▸ **WHAT TO WORK ON**
1. From the Apache Spark MasterClass episode, list every transformation that the text names as an example of a narrow or a wide transformation.
2. Extend the Apache Spark MasterClass episode, picking up after its final sentence.

— start of TEXT PROVIDED —

Apache Spark MasterClass Chapter 3 – Episode 5

Walk through the lifecycle from a user calling `count()` to tasks finishing on executors. Show answer

The driver receives the action, the query plan is optimized into a DAG, and the DAGScheduler splits it into stages at shuffle boundaries. The TaskScheduler creates tasks per partition and assigns them to executors. Executors run tasks (one per core), spill/shuffle as needed, and return results. The driver aggregates stage results, marks the job complete, and the UI reflects stages/tasks timeline and metrics.
How do narrow vs. wide transformations influence stage construction and performance? Show answer

Narrow transformations (map/filter) can be pipelined within a stage because each output partition depends on one input partition. Wide transformations (groupBy/orderBy/join) require shuffles, forcing stage boundaries and expensive disk/network I/O. Minimizing wide ops, pre-partitioning data, and leveraging broadcast joins mitigate costs.
Given the M&M dataset includes a numeric 'Count' field, when should you use `sum('Count')` vs `count('Count')`? Show answer

`count(‘Count’)` counts rows per (State, Color); it answers ‘how many records’. `sum(‘Count’)` sums the numeric counts per group; it answers ‘how many M&Ms’. Choose based on semantics; many public examples demonstrate both patterns.

— end of TEXT PROVIDED —
— start of GIVEN INFORMATION —

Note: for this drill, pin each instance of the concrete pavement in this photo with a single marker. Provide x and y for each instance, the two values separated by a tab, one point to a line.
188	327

— end of GIVEN INFORMATION —

▸ **EXPECTED RESPONSES**
1. map, filter, groupBy, orderBy, join

2.
Explain Spark’s lazy evaluation benefits and how to debug a plan before running it. Show answer

Lazy evaluation lets Catalyst reorder/push filters and combine stages for efficiency. Use `explain(true)` to inspect logical/physical plans, check for shuffles (`Exchange`), and ensure predicate pushdown. Trigger with small actions like `show(5)` instead of `collect()` during development.
What causes task failures and how do retries work? Show answer

Common causes: OOM, fetch failures during shuffle, bad UDF logic, corrupted input. Spark retries failed tasks (configurable) possibly on different executors; persistent failures can fail a stage. Examine UI logs, adjust memory, fix code/data, or increase `spark.task.maxFailures` judiciously.
Compare client vs. cluster deploy modes for `spark-submit`. When is each appropriate? Show answer

Client: the driver runs on the submission machine; good for interactive use where logs/UI are local. Cluster: the driver runs on a worker node; preferred for production where the submitter may disconnect. Choice affects network paths to data sources and driver memory sizing.
How would you size executors and partitions for a balanced job? Show answer

Aim for 2–5 cores per executor to avoid single hotspots, allocate memory to fit data/shuffle, and set partitions such that tasks take tens of seconds. Use `spark.sql.shuffle.partitions` or `repartition`/`coalesce`, and validate via the UI’s task durations and skew metrics.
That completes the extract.